Aim of the task — Transcribe each record below word for word.
******************************
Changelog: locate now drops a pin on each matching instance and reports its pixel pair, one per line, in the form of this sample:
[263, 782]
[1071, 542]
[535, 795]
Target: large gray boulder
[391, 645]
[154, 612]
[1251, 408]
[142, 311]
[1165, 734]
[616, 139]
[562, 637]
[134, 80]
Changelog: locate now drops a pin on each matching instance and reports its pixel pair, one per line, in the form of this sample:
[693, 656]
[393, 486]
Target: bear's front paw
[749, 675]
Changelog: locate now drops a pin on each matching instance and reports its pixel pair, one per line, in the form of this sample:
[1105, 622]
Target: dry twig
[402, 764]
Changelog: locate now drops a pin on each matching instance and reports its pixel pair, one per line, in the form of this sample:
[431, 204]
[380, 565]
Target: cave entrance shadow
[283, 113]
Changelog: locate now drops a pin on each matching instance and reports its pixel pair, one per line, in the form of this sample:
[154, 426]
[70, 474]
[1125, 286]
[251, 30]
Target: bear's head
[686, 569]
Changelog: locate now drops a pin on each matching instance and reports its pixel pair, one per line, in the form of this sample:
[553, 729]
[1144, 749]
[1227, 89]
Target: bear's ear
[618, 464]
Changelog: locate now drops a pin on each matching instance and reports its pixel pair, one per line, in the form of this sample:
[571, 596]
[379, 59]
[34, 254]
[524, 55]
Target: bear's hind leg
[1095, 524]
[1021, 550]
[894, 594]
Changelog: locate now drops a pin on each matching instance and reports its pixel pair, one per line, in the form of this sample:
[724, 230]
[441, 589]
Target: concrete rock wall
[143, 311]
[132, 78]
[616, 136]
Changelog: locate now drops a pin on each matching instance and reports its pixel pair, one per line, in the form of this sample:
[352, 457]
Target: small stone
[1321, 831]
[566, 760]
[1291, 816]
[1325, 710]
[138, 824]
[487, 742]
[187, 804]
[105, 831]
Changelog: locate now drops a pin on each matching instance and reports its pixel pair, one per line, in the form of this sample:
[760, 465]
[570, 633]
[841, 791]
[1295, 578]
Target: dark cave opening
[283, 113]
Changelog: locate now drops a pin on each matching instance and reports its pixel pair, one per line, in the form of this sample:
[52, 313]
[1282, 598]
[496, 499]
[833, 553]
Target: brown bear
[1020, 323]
******************************
Result —
Changelog: locate now drops a pin on each matching instance and reports its pixel pair, one per line, in the form of this sample:
[263, 782]
[1071, 542]
[535, 795]
Target: large gray boulder
[391, 645]
[154, 612]
[1251, 408]
[142, 311]
[1165, 734]
[616, 139]
[562, 637]
[134, 80]
Changelog: locate now drops a pin on each matching instance and reports its pixel pair, one per line, in the form of this sample:
[693, 656]
[393, 486]
Target: bear's front paw
[749, 675]
Changelog: locate now drops a pin on each matching instance and reports its pixel pair, one per line, in the form of this sample:
[1105, 622]
Target: dry twig
[402, 764]
Changelog: locate now drops a pin on each matching instance and reports its pixel pair, one per line, in the form of this sample:
[431, 204]
[380, 565]
Target: cave entrance shadow
[283, 113]
Changelog: locate now drops a pin on each matching instance and reports its pixel pair, one per line, in the form of this sample:
[154, 426]
[70, 474]
[1125, 286]
[251, 30]
Target: bear's head
[686, 569]
Changelog: locate now drops a pin on each matching instance and reports its pixel pair, one per line, in the form of this sample:
[553, 729]
[1144, 749]
[1227, 89]
Target: bear's ear
[618, 464]
Changelog: locate now drops a pin on each matching instance and reports its pixel pair, one per line, in the form of this sample:
[571, 596]
[379, 59]
[34, 254]
[524, 55]
Target: bear's hind leg
[1095, 524]
[1021, 550]
[894, 594]
Changelog: locate now drops a pin on each matching instance and reports its pixel pair, one per line, in the form of this sample:
[724, 230]
[441, 589]
Target: concrete rock wall
[143, 311]
[132, 78]
[616, 136]
Changelog: locate now drops a pin on each matching instance and reports its pixel pair, one per line, in the form of this sample:
[352, 457]
Target: small stone
[1321, 831]
[566, 760]
[1291, 816]
[1325, 710]
[138, 824]
[487, 742]
[187, 804]
[105, 831]
Changelog: locate now drops a pin on each matching instance and reports its pixel pair, one per line, in the form of this sample:
[760, 465]
[570, 633]
[841, 791]
[1295, 578]
Target: dark cave opening
[283, 113]
Changelog: locate now drops a pin on each matching instance and reports its pixel pair, one per line, in the form of this sample:
[52, 313]
[1282, 598]
[496, 499]
[833, 553]
Target: brown bear
[1020, 323]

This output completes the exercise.